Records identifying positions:
+ + + +

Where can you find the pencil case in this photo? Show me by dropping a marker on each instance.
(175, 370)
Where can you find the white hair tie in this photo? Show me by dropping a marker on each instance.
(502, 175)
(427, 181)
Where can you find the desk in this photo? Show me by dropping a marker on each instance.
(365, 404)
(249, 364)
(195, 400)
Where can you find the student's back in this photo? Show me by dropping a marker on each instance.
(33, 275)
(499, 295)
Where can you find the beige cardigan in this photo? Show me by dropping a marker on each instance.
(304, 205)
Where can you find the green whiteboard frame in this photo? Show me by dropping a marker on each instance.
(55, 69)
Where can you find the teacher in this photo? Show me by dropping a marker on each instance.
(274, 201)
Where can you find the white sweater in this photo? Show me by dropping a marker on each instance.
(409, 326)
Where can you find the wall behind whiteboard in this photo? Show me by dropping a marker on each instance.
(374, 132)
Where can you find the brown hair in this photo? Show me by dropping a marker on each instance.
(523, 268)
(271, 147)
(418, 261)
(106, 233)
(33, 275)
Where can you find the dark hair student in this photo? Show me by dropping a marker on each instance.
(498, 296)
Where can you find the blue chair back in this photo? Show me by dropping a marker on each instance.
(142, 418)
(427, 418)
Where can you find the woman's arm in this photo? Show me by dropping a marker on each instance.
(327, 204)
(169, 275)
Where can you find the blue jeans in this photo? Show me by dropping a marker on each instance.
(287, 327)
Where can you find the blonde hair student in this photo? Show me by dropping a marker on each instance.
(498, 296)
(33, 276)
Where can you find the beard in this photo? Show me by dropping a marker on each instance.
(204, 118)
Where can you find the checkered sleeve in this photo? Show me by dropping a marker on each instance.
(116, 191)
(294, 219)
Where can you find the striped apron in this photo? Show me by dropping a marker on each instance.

+ + + +

> [The request]:
Output every line of the material above as a Markdown table with the columns "Row" and "Line," numbering the lines in order and skipping any blank ones.

> [Answer to this task]:
| Row | Line |
|---|---|
| 1 | Where can you find the pencil case in this photo? Show me by dropping a marker on each instance. |
| 2 | (175, 370) |
| 3 | Where can you find the white hair tie in this photo? Show me by dropping a marker on each instance. |
| 4 | (502, 175) |
| 5 | (427, 181) |
| 6 | Where can you find the desk in this photo? Show me by dropping a marker on each instance. |
| 7 | (365, 404) |
| 8 | (249, 364) |
| 9 | (195, 400) |
| 10 | Where can you find the student's back in this photo? Show me by dropping a marker on each instance. |
| 11 | (33, 275) |
| 12 | (499, 295) |
| 13 | Where can you find the beige cardigan in this photo? Show me by dropping a marker on each instance. |
| 14 | (304, 205) |
| 15 | Where can you find the green whiteboard frame in this photo? Show me by dropping a marker on each instance. |
| 16 | (55, 69) |
| 17 | Where can you find the teacher in this photo? Show me by dropping a marker on each instance. |
| 18 | (274, 201) |
| 19 | Where can you find the white sweater in this photo? Show me by dropping a marker on each instance. |
| 20 | (409, 326) |
| 21 | Where can you find the wall behind whiteboard in this photo? Show me by dropping a marker on each instance. |
| 22 | (374, 132) |
| 23 | Where can you find the brown hair in this photo? Show me by dropping a marker on each instance. |
| 24 | (523, 268) |
| 25 | (271, 147) |
| 26 | (418, 261) |
| 27 | (106, 233) |
| 28 | (33, 275) |
| 29 | Where can you find the dark hair student in this photo? Show me by dropping a marker on each instance. |
| 30 | (498, 296) |
| 31 | Where can you find the blue chair back in this photo? Show me by dropping a marker on each instance. |
| 32 | (142, 418) |
| 33 | (427, 418) |
| 34 | Where can you find the woman's arm in this photo? Show me by dropping a marker on each instance. |
| 35 | (327, 204) |
| 36 | (169, 275) |
| 37 | Where can you find the blue jeans in this photo? Show me by dropping a marker on each instance. |
| 38 | (287, 327) |
| 39 | Where can you find the blonde hair student in this photo? Show me by dropping a marker on each instance. |
| 40 | (498, 296) |
| 41 | (33, 276) |
| 42 | Where can you find the beard in this photo? Show me by dropping a marker on each instance. |
| 43 | (204, 118) |
| 44 | Where can you find the checkered sleeve in this photo? Show me by dropping a marker on each instance. |
| 45 | (116, 191) |
| 46 | (294, 219) |
| 47 | Where can you find the striped apron in this photo? Show me by dropping a marker on each instance. |